In the hospital text, begin at the words "Inpatient rotations take" and stop after "Hospital East (UHE)". Write that passage out again with "hospitals" changed to "medical centers".

---- Page text

Inpatient rotations take place in a wide variety of hospitals:
The University Hospital (UH)
The Ross Heart Hospital (RHH)
The Arthur James Comprehensive Cancer Center (JCC)
University Hospital East (UHE)
UH, RHH and JCC are all located on the campus of The Ohio State University. Front and center facility-wise, is the new James Cancer Hospital and Critical Care Tower, which opened December 2014. University Hospital East is located approximately 6 miles away in downtown Columbus. These four hospitals provide a terrific spectrum of patient acuity and pathology. At the end of three years, our residents are proficient in caring for inpatients and ICU patients in both community and tertiary settings.
Ohio State University has long featured an inpatient subspecialty ward system. During their three years (or four for Med Peds!), residents rotate through a variety of general internal medicine and subspecialty inpatient services (see table below). Residents learn to care for patients from experts in their field. Our residents are passionate about this service structure. They find that it is easier to learn when the clinical and educational experiences are concentrated in a given field for a block at a time.
PGY 2 and 3 residents are the team leaders and have a significant amount of autonomy in the daily evaluation and management of patients. We strongly believe in resident led work rounds, allowing for the initial patient assessment and management plan to be developed by the house officer. The attending physicians participate with residents, interns and medical students on daily teaching rounds and have been repeatedly recognized for their support and dedication.
Our MICU rotation is one of the most popular rotations for all of our residents, even those not planning a career in critical care medicine. Our 48 bed ICU is covered by a team of interns and residents each month. In this busy environment, the residents care for critically ill patients under the guidance of fellow and faculty physicians who consistently win teaching awards. All residents are coached in proper procedural technique and get many opportunities to insert venous and arterial lines, and manage airways. By the end of their residency, all residents should be competent to independently place central venous catheters and insert radial arterial lines.

--------
---- Dataset entries

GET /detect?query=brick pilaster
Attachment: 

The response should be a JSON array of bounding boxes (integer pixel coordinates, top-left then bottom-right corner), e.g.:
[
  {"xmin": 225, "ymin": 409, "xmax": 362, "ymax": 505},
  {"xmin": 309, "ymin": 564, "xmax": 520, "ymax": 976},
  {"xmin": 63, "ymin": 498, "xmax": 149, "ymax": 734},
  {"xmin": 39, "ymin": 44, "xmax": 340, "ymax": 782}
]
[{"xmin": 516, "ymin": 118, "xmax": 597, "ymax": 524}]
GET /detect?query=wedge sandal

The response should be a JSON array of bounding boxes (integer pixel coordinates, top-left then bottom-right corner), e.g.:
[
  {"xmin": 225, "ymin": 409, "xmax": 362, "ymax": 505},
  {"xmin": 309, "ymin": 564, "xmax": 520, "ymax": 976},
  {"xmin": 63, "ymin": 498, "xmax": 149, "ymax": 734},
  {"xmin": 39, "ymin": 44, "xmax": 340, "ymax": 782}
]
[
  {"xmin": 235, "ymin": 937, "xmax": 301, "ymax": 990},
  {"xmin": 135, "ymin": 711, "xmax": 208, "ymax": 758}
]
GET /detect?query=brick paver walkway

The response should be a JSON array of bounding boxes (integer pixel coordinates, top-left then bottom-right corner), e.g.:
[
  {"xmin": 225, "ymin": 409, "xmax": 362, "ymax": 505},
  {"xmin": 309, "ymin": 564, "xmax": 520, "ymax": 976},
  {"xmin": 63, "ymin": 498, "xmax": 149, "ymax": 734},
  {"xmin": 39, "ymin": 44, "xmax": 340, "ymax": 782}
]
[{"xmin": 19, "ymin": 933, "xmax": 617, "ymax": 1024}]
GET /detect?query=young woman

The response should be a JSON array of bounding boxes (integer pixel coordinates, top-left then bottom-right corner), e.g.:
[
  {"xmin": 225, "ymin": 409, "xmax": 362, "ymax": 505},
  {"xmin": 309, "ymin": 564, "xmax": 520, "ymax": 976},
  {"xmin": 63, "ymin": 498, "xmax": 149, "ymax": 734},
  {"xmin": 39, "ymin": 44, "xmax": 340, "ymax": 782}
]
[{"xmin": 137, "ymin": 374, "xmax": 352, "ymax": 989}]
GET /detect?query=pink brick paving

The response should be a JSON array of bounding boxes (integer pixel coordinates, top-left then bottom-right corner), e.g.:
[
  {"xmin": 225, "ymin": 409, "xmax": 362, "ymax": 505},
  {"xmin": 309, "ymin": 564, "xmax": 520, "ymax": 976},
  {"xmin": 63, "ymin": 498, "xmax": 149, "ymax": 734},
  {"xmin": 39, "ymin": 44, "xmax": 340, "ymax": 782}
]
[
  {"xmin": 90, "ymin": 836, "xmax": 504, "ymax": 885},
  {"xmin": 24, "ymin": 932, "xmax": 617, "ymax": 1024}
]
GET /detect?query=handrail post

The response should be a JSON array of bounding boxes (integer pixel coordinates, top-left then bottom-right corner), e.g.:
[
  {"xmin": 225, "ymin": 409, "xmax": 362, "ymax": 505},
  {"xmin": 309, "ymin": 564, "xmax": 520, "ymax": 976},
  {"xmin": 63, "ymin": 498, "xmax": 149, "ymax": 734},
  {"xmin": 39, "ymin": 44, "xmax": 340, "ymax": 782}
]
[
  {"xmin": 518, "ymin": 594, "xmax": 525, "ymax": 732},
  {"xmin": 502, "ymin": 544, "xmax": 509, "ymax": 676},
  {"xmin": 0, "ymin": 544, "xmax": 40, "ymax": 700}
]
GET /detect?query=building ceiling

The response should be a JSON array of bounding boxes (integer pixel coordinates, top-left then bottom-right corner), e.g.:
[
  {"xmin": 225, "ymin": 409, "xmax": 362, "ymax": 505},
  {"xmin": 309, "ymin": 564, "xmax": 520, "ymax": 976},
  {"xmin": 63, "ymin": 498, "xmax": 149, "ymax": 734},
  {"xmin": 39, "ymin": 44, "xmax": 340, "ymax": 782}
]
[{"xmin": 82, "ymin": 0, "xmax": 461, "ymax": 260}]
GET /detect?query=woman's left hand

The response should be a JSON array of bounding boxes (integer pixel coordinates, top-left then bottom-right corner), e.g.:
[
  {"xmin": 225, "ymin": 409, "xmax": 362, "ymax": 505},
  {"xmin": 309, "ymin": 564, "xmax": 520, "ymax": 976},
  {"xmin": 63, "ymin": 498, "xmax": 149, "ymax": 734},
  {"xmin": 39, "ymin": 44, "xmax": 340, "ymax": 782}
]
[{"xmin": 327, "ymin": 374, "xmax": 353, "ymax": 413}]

--------

> **Answer box**:
Inpatient rotations take place in a wide variety of medical centers:
The University Hospital (UH)
The Ross Heart Hospital (RHH)
The Arthur James Comprehensive Cancer Center (JCC)
University Hospital East (UHE)